PASAJE SELECCIONADO:
□ □ □ □
Colaboración: La verdadera Revolución del cine cubano

por © Redacción-NOTICINE.com
Santiago Alvarez
Por Sergio Berrocal *

Francia va a poner a disposición del mundo entero los noticieros rodados por los cubanos, principalmente por el más conocido documentalista de la isla, Santiago Alvárez, de junio de 1960 a julio de 1990, la Historia de Cuba en definitiva, sacada de 1493 películas de unos diez minutos en blanco y negro cada una que del acetato de celulosa y en 35 milímetros pasaran a ser cómodos DVDs. Lo dice el semanario francés Le Nouvel Observateur. Es La Revolución cubana vista por el testigo de excepción que siempre ha sido el cine. La realización correrá a cargo del prestigioso Institut National de l’Audiovisuel (INA). Después de haber inventado la madre de las Revoluciones, Francia va a permitir conservar la Revolución Cubana en el soporte de vídeo más popular.

Que el cine, vehículo universal por excelencia, sirva para contar lo que ocurrió en Cuba es casi una consecuencia lógica de la importancia que Fidel Castro dio desde los primeros momentos al cinematógrafo como expresión contadora.

Aunque la cinematografía cubana fue creada  con  un afán  propagandístico muy determinado y concreto, el cine cubano pocas veces cayó desmedidamente en la grandilocuencia partidaria que transformó a esa misma cinematografía de otros países en maquinarias pesadas que eran reflejo y semejanza, la voz de sus amos.
□ □ □ □
DATOS PROPORCIONADOS:

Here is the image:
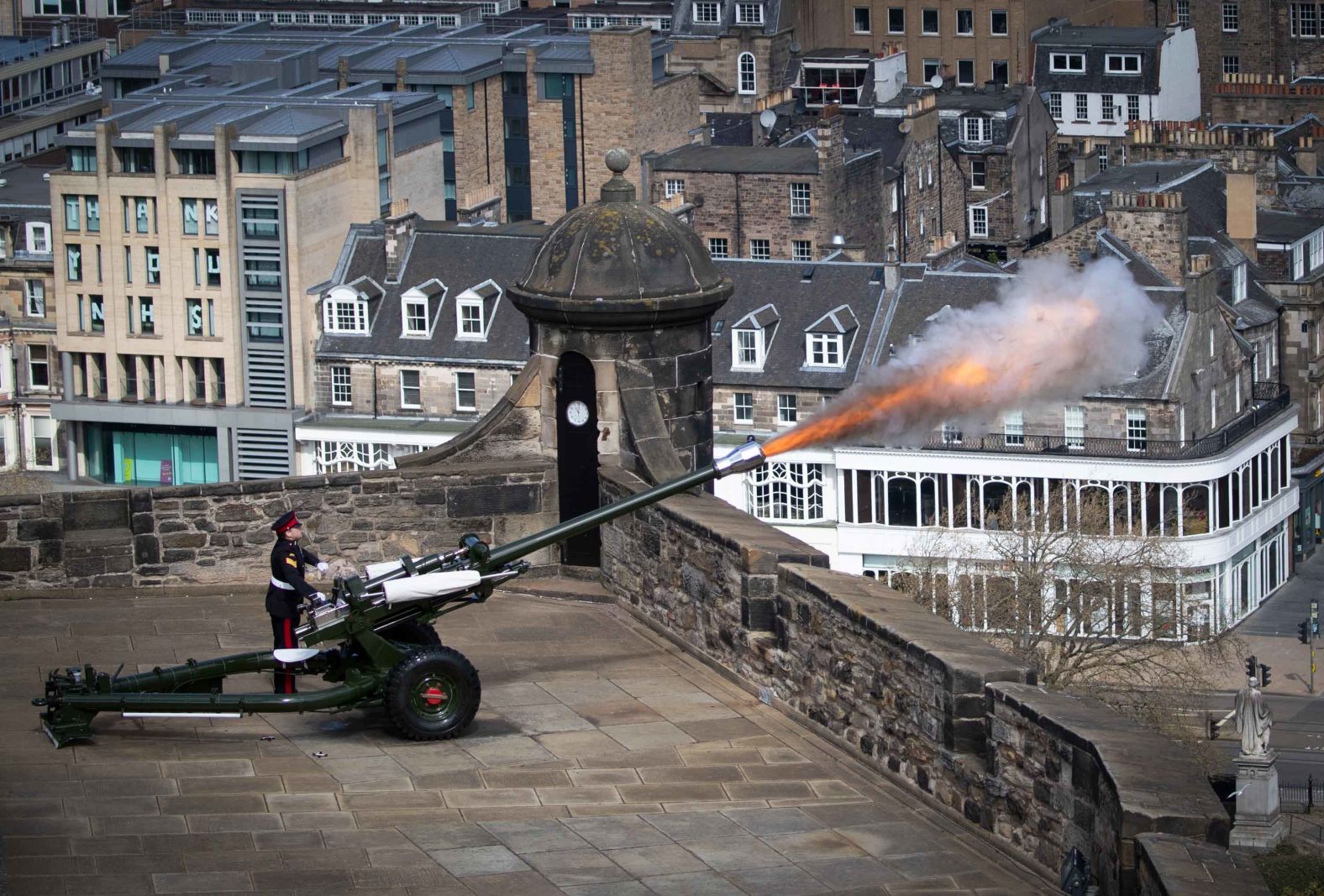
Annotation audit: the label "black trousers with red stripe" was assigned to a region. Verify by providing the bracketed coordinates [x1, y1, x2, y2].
[271, 616, 299, 694]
□ □ □ □
LAS TAREAS:
• a. Según el texto sobre el cine cubano, ¿qué institución se encargará de la realización?
• b. Prosigue el texto sobre el cine cubano a partir de su última oración.
El listado no interviene en nada de esto.

RESULTADOS:
• a. El Institut National de l’Audiovisuel (INA).

• b.
En la Unión Soviética y en la Alemania hitleriana, muchas veces a través de directores de gran talento y de estudios de fama internacional, los monolíticos departamentos  de  la  propaganda  nunca  vacilaron  en ejercerla sin el menor pudor a condición de que fuese siempre en el mismo sentido único.

Stalin fue convertido por los cineastas rusos en el padre de todos los pueblos e Hitler ejerció idénticas  funciones con un régimen que ideológicamente se oponía totalmente al otro pero que, en definitiva, perseguía los mismos objetivos.

El cine soviético y el nazi conocieron épocas muy precisas de guerras en un contexto mundial lleno de confusión.

El cine cubano nace cuando todo eso no es más que recuerdo. Cuando se sabe que el cine soviético es oficialista sin la menor concesión y que el fallecido cine hitleriano más no pudo serlo.

Y cuando el cine cubano ha alcanzado su plenitud,  el Muro de Berlín cae y con él van desmoronándose todos los  países  del  Este  de  Europa. Todo  el  imperio comunista.

A miles de kilómetros de las frías calles de Moscú, La Habana permanece como una reliquia que ya no sabe dónde cobijarse. Todos sus amigos comunistas,  los que le permitían sobrevivir, han muerto, y los que desde Occidente, y especialmente desde los Estados Unidos podrían restablecer una nueva amistad tienen las manos atadas por consideraciones de política interna.

Otra particularidad  del  cine  cubano  es  que,  al contrario del soviético o del nazi, nunca fue en dirección única. Cantó la Revolución pero también la lloró y la lamentó, dejando al descubierto los fallos materiales del sistema y sus fallos humanos. Denuncias de todo tipo que no  cuadraban  con  los  modelos totalitarios antes reseñados.

A través de festivales, sobre todo del Festival de Cine Latinoamericano de La Habana, coloquios, visitas, la comunicación siguió establecida en los peores momentos entre Estados Unidos y Cuba por boca y oídos de actores y directores de las dos nacionalidades. Y todos ellos  siempre  estuvieron  muy  bien  vistos  por  el gobierno a ambos lados del mar.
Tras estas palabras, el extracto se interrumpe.